## START PASSAGE SHOWN

It is almost like I can't believe it really, as I felt that we had something good and ok, so nothing is perfect, but as a couple we were honestly tighter than so many people that we know, the shock was huge. Thing is, the shock was huge for him too, he cannot honestly imagine that he would let someone in but the constant emails & fishing almost didn't seem real. He feels such a fool and weak for his behaviour.

Hang on in there, I remind myself that he is doing as much as I can ask for and more. Talk and talk, spend dates together and plan nice times to look forward to. There are no 100% guarantees in any aspect of life so take each day as it comes and it does seem to be getting better for me (5 months now).


----------



## messeduplady (May 31, 2012)

Oh, and read and talk here lots! It has helped me beyond belief. Shirley Glass book Not Just Friends has been a godsend too, again recommended by the lovely peeps on here!


----------



## daisygirl 41 (Aug 5, 2011)

messeduplady said:


> Oh, and read and talk here lots! It has helped me beyond belief. Shirley Glass book Not Just Friends has been a godsend too, again recommended by the lovely peeps on here!


Hi and thanks for your support.

## END PASSAGE SHOWN

(GIVEN TASK 1): Please extract every line of the records below that contains the word "toilet".

## START DATASET EXCERPTS

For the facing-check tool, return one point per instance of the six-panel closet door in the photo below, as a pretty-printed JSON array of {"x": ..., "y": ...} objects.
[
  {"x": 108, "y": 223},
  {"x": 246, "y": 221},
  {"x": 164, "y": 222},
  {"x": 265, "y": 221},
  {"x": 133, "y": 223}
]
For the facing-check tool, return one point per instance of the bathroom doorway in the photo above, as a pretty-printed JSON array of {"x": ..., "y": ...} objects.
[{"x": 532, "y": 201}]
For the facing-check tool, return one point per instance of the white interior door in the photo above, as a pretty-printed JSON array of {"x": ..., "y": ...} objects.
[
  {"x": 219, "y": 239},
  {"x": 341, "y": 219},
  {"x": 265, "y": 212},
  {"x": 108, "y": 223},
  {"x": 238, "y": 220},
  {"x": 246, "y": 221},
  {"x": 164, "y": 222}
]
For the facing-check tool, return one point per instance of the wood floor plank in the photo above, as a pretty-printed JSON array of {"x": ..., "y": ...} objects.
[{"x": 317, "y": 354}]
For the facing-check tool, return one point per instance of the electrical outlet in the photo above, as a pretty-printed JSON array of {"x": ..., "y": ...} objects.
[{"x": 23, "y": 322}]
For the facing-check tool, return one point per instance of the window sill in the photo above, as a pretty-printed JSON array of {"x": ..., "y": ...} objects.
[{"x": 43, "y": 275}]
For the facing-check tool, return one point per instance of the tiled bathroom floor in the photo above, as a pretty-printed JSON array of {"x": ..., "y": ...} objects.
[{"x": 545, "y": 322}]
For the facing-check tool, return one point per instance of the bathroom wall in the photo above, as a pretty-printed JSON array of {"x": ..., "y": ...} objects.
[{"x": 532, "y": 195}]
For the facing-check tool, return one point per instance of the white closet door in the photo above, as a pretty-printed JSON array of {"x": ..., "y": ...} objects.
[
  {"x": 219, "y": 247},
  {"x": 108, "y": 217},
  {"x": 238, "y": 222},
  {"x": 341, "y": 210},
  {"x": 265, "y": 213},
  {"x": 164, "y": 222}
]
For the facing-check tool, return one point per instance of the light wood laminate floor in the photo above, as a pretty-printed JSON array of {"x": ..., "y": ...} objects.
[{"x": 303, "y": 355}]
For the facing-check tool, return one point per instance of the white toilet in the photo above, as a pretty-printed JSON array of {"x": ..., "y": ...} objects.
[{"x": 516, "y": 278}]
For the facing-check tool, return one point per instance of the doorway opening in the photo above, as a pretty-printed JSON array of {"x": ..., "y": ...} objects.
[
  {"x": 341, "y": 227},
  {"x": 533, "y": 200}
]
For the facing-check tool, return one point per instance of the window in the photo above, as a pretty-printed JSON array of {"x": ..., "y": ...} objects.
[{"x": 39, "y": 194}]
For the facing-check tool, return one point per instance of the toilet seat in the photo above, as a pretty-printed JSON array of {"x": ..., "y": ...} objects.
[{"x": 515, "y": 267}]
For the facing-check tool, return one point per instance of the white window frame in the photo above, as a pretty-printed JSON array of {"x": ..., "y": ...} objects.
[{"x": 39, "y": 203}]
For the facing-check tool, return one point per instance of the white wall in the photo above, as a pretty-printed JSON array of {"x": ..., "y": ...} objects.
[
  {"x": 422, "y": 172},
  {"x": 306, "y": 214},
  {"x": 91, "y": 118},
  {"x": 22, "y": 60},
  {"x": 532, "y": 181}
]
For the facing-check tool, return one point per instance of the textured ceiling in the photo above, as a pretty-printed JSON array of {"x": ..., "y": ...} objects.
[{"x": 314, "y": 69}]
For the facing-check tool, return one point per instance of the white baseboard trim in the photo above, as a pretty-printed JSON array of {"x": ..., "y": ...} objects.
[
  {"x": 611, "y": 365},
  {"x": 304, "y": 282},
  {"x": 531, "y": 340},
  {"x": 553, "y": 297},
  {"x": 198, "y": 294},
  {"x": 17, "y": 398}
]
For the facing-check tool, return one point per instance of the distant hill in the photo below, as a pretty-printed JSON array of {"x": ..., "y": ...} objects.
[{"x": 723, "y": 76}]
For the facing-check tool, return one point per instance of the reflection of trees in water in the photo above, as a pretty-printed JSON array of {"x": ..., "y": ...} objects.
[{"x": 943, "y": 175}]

## END DATASET EXCERPTS

(GIVEN TASK 2): Quote each piece of advice that the forum thread gives in the form of a command.

(RIGHT ANSWER 1):
For the facing-check tool, return one point per instance of the white toilet in the photo above, as a pretty-printed JSON array of {"x": ..., "y": ...} objects.
For the facing-check tool, return one point per instance of the toilet seat in the photo above, as a pretty-printed JSON array of {"x": ..., "y": ...} objects.

(RIGHT ANSWER 2):
- Hang on in there
- Talk and talk
- spend dates together
- plan nice times to look forward to
- take each day as it comes
- read and talk here lots